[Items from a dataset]
- Opening Delimiter -

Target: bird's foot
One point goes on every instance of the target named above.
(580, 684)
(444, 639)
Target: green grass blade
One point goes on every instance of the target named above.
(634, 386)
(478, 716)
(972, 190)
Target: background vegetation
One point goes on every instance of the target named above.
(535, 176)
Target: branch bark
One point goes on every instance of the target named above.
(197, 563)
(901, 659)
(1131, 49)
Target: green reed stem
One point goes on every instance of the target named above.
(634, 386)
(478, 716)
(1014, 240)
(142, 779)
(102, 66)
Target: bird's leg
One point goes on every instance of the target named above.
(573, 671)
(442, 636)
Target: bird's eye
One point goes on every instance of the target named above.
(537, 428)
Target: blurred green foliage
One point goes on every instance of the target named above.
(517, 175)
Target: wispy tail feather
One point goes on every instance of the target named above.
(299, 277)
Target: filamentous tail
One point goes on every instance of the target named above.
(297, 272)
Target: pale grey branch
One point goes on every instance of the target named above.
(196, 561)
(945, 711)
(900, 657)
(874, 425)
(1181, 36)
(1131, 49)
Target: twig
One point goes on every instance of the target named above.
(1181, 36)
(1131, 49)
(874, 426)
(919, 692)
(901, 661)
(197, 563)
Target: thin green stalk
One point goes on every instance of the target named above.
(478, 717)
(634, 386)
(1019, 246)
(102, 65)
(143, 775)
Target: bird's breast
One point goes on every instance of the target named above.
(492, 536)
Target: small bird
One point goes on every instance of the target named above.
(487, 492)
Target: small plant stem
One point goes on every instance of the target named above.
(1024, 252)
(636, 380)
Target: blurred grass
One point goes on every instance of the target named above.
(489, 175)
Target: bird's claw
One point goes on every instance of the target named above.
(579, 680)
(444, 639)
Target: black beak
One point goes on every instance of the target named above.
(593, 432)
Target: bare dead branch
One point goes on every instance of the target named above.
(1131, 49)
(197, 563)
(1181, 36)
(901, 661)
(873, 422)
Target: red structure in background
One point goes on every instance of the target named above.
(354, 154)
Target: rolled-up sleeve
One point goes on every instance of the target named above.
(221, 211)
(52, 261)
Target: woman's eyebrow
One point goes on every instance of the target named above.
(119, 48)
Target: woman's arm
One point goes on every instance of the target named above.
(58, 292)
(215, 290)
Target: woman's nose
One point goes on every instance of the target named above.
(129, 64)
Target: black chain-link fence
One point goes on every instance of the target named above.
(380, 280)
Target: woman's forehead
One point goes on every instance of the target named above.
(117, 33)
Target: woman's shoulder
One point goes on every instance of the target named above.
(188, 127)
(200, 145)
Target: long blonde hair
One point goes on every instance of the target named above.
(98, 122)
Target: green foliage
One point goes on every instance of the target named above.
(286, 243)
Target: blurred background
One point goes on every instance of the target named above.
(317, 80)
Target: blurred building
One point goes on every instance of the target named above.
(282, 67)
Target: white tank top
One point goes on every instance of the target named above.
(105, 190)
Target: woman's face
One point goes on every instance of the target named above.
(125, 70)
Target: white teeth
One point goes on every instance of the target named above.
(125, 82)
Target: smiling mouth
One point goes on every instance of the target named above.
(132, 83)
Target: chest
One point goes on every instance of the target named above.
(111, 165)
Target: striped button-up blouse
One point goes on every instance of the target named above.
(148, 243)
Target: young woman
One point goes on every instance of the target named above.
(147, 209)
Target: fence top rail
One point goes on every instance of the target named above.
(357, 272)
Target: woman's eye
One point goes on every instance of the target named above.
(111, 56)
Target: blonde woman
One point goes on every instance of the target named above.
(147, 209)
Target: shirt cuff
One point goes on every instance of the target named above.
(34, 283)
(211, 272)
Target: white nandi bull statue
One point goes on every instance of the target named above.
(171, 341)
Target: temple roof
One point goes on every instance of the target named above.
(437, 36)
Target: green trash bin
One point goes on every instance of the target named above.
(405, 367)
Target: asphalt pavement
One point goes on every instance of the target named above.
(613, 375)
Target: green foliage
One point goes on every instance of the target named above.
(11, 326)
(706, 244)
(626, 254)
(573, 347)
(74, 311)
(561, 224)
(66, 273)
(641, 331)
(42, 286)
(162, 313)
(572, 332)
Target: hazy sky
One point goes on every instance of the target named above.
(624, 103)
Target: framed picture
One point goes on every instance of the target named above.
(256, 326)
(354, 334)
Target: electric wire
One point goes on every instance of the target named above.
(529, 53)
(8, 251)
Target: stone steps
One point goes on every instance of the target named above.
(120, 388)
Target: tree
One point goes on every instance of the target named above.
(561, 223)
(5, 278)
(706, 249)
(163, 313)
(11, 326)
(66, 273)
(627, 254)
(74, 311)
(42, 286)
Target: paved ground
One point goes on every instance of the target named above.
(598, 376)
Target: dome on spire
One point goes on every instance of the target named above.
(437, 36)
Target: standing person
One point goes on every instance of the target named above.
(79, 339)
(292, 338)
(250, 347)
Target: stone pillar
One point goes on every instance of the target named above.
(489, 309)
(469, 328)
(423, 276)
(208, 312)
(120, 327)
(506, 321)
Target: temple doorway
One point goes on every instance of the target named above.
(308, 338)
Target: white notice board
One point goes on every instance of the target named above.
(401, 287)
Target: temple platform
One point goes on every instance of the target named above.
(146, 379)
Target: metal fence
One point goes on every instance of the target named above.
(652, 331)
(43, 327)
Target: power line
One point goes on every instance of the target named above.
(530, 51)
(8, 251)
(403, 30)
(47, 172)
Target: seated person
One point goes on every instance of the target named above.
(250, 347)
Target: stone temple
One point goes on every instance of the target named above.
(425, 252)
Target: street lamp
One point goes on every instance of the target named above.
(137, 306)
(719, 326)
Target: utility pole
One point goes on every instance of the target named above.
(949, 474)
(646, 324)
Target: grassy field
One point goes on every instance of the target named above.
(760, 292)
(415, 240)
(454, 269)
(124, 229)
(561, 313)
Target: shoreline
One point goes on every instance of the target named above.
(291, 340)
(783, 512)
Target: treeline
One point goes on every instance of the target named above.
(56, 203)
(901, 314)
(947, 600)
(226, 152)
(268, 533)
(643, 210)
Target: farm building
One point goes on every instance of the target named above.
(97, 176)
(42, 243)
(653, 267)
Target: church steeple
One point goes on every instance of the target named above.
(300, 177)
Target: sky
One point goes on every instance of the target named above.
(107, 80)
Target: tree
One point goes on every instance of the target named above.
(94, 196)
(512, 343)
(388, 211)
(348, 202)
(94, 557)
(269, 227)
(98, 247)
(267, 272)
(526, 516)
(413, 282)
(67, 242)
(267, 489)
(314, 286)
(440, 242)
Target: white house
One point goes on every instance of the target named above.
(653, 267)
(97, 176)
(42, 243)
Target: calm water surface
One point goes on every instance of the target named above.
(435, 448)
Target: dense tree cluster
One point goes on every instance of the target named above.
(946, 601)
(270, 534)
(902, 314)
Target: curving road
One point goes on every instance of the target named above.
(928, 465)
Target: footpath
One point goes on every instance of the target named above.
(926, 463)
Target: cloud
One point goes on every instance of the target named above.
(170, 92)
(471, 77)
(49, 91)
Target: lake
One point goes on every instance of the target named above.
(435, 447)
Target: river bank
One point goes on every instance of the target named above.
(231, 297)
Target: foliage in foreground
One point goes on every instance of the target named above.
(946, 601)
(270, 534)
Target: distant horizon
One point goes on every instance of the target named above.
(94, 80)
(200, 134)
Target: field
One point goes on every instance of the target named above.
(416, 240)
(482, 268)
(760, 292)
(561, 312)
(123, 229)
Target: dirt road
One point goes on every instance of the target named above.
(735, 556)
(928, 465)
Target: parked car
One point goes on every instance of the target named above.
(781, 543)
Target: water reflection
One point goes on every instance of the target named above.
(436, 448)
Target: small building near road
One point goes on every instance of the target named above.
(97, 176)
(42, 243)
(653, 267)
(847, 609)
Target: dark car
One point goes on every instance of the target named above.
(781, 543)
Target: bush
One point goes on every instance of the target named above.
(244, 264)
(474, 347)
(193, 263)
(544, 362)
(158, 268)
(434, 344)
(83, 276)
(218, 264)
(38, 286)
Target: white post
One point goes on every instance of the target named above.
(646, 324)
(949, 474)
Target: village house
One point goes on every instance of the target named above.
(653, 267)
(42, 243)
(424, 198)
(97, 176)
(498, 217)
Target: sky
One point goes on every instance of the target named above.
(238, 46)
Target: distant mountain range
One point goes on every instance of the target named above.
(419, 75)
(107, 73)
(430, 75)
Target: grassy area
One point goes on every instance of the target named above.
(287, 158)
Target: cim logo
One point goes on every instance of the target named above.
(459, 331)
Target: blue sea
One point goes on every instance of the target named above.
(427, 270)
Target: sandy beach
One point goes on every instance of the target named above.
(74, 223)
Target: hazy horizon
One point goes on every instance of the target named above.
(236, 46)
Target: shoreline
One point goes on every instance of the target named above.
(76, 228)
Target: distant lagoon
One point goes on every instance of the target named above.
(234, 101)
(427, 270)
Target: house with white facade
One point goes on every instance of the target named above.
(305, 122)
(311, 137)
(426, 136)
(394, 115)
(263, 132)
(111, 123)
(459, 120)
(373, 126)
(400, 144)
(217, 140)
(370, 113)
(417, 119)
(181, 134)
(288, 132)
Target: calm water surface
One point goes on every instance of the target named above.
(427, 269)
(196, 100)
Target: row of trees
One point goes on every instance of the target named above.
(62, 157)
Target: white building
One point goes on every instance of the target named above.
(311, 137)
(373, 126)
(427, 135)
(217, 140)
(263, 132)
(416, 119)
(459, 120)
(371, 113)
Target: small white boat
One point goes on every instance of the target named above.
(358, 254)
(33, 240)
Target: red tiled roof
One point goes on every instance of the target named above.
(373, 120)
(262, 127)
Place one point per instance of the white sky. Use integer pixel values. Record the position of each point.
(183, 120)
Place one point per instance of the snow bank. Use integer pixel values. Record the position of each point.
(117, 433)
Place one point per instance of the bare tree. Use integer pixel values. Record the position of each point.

- Closing Delimiter -

> What you should do: In the reply, include exactly the lines from the beginning of the entries above through the line holding "Target: branch bark", and nothing besides.

> Written response:
Target: bird's foot
One point goes on every instance of the target named above.
(580, 684)
(444, 639)
Target: green grass blade
One point goes on every instance of the target named above.
(634, 386)
(478, 716)
(972, 190)
Target: background vegetation
One point goes on every instance of the target named above.
(535, 176)
Target: branch bark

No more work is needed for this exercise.